Please copy the items below word for word, from the line containing "Place one marker on every instance of the sky, position" through the last item, including both ends. Leave out the picture lines.

+ + +

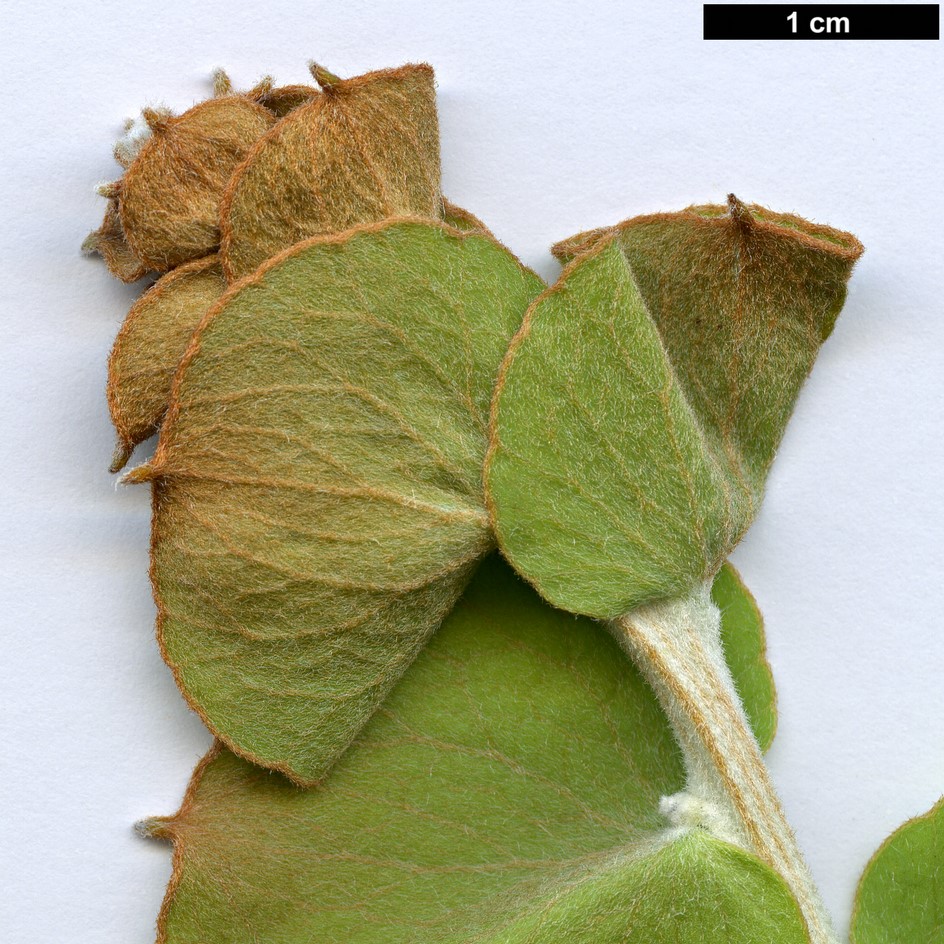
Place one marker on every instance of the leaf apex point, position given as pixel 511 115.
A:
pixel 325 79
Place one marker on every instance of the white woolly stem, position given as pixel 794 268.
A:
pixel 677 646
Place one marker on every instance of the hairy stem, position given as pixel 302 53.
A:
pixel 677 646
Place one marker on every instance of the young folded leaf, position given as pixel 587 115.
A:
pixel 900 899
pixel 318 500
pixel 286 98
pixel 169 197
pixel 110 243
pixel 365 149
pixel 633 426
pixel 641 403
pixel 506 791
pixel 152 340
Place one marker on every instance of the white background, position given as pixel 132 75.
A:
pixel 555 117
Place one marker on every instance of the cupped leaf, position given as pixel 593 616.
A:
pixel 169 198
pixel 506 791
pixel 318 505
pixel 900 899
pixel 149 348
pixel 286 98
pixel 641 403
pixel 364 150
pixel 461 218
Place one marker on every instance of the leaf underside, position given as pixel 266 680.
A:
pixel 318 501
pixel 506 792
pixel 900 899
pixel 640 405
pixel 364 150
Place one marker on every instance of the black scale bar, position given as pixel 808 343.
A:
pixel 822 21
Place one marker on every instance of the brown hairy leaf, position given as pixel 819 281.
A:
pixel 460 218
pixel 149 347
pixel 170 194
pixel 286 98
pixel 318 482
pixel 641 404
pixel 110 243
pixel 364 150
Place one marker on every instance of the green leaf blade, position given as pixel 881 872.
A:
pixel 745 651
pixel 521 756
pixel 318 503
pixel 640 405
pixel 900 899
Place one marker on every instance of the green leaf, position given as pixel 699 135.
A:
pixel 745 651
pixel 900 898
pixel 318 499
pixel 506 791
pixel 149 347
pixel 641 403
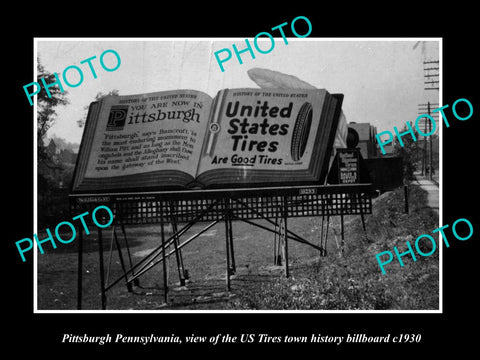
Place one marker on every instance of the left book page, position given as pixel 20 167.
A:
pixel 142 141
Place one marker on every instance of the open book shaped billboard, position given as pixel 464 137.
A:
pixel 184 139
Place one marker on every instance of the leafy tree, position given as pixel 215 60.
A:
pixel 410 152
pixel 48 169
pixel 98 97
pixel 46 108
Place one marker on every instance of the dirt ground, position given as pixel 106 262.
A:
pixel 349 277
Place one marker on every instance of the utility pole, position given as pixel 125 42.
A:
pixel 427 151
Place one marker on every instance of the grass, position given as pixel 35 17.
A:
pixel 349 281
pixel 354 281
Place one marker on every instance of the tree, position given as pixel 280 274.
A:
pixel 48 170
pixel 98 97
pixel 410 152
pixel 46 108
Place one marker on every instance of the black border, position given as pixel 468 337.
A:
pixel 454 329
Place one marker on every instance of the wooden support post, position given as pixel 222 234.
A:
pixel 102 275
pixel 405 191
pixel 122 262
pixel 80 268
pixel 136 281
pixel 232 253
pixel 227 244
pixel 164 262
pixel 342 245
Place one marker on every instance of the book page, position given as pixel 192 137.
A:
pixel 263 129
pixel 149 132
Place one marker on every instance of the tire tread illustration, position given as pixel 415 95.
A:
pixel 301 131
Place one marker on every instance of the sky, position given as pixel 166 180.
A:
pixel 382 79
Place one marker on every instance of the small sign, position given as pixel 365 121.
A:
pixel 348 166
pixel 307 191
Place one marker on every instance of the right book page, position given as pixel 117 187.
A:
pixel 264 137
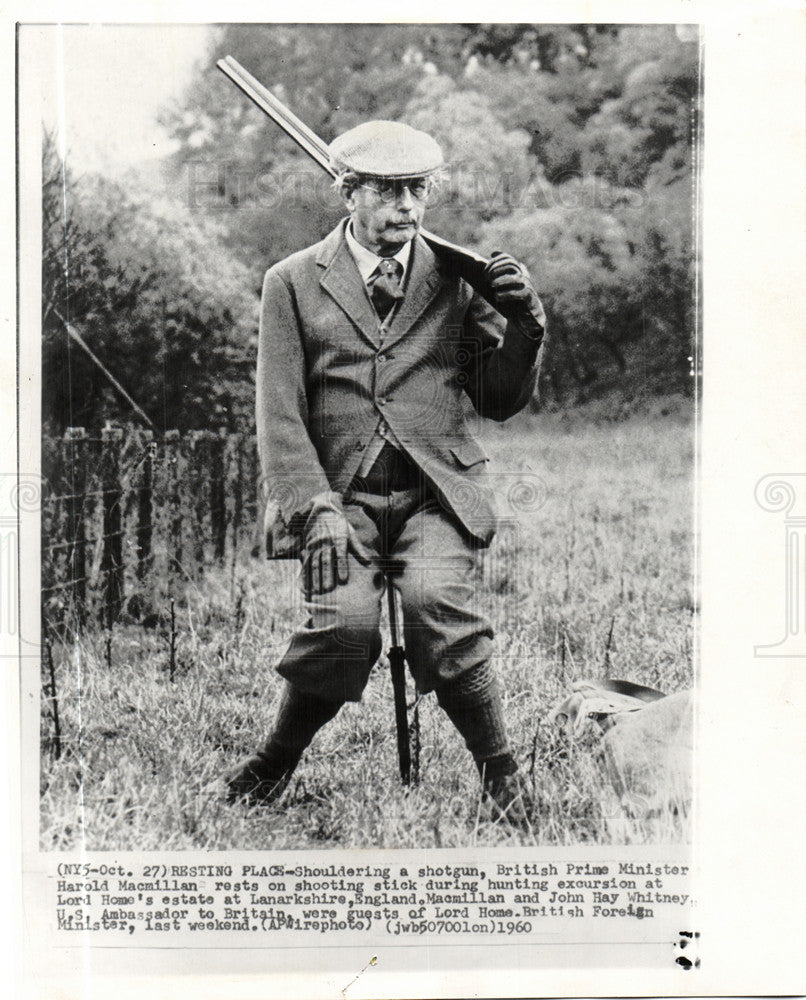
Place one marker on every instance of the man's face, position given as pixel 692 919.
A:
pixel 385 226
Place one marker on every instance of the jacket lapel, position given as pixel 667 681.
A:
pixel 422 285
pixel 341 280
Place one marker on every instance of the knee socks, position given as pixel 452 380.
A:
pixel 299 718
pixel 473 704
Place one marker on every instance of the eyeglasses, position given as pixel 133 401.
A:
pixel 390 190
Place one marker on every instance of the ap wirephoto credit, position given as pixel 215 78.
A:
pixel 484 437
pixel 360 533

+ + +

**THE RESULT:**
Place one marker on every instance of the sky, position given as pixel 166 180.
A:
pixel 382 79
Place one marker on every instance of the small sign, position given as pixel 365 121.
A:
pixel 348 166
pixel 307 191
Place one marker on every instance of the right book page, position given as pixel 117 187.
A:
pixel 264 137
Place one marker on every instance of the man's face, position given as pixel 692 919.
A:
pixel 385 226
Place one marker on every instance of the jacket lapel, position given as pixel 667 681.
A:
pixel 422 285
pixel 341 280
Place one marker on every instance of the knee socks, position given as pixel 452 380.
A:
pixel 299 718
pixel 473 704
Place one marker on every instance of the eyeglasses, position given as pixel 133 401.
A:
pixel 390 190
Place one marker on every instance of the ap wirephoto credit, position given as pixel 215 78.
A:
pixel 484 437
pixel 360 533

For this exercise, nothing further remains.